▶ [Directive] Rewrite these lines as a numbered list, leaving out any blank lines.

━━━━━━

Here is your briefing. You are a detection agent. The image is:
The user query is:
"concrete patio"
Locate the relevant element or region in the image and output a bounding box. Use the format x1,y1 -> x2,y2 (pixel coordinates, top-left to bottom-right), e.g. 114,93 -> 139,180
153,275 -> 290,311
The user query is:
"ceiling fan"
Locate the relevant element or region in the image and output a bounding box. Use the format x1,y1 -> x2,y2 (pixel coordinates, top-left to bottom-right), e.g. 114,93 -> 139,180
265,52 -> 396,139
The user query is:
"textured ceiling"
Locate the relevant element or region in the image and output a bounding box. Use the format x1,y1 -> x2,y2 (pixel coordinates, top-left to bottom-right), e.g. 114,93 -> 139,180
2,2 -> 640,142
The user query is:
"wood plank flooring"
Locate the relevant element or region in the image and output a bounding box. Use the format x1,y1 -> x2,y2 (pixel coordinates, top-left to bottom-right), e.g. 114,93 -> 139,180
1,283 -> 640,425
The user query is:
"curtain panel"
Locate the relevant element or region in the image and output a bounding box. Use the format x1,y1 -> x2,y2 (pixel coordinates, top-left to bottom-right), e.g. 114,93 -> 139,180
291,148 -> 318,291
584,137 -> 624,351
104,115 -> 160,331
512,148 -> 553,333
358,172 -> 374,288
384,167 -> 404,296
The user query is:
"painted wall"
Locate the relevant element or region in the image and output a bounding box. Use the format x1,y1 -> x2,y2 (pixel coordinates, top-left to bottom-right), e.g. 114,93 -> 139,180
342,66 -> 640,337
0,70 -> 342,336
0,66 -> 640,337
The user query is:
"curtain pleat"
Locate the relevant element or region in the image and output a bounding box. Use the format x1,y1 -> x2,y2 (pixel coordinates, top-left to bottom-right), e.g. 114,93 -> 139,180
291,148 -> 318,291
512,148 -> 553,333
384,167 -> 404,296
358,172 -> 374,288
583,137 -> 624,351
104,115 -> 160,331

━━━━━━

▶ [The solution]
1. Here is your briefing. You are a detection agent. The image is:
2. The user query is:
3. "concrete patio"
4. Locate the relevant element or region in the image and output a bounding box. Use the format x1,y1 -> x2,y2 (pixel coordinates, top-left to bottom-right), e.g. 114,93 -> 139,180
5. 153,275 -> 290,311
6. The user query is:
7. "ceiling fan"
8. Locate the relevant element or region in the image and output a bounding box. Use the format x1,y1 -> x2,y2 (pixel coordinates, top-left to bottom-right), e.g. 114,93 -> 139,180
9. 265,52 -> 396,139
10. The user query is:
11. "textured ceiling"
12. Locate the relevant element or region in the image and output a bounding box. Use the format x1,y1 -> x2,y2 (pixel coordinates, top-left to bottom-right), e.g. 114,93 -> 139,180
13. 2,2 -> 640,142
14. The user query is:
15. "wood plank flooring"
16. Locate the relevant element or region in the image and output a bounding box. Use the format x1,y1 -> x2,y2 (pixel coordinates, top-left to bottom-right), e.g. 114,93 -> 139,180
17. 1,283 -> 640,425
18. The user query is:
19. "curtain panel"
20. Locate the relevant element or region in the image and output a bounding box. Use the format x1,y1 -> x2,y2 (pixel coordinates, top-left to bottom-right), e.g. 114,93 -> 139,180
21. 291,148 -> 318,291
22. 584,137 -> 624,351
23. 104,115 -> 160,331
24. 512,148 -> 553,333
25. 358,172 -> 374,288
26. 384,167 -> 404,296
27. The user query is:
28. "painted wall"
29. Locate the relevant element or region in the image and output a bounding box. Use the format x1,y1 -> x2,y2 (pixel coordinates, top-left to bottom-right), e.g. 114,93 -> 139,180
30. 342,66 -> 640,337
31. 0,70 -> 342,336
32. 0,66 -> 640,337
33. The user query is:
34. "curtain pleat"
35. Locate the relevant element or region in the image and output a bounding box. Use the format x1,y1 -> x2,y2 (pixel coordinates, top-left to bottom-right), e.g. 114,93 -> 139,180
36. 291,148 -> 318,291
37. 512,148 -> 553,333
38. 384,167 -> 404,296
39. 358,172 -> 374,288
40. 583,137 -> 624,351
41. 104,115 -> 160,331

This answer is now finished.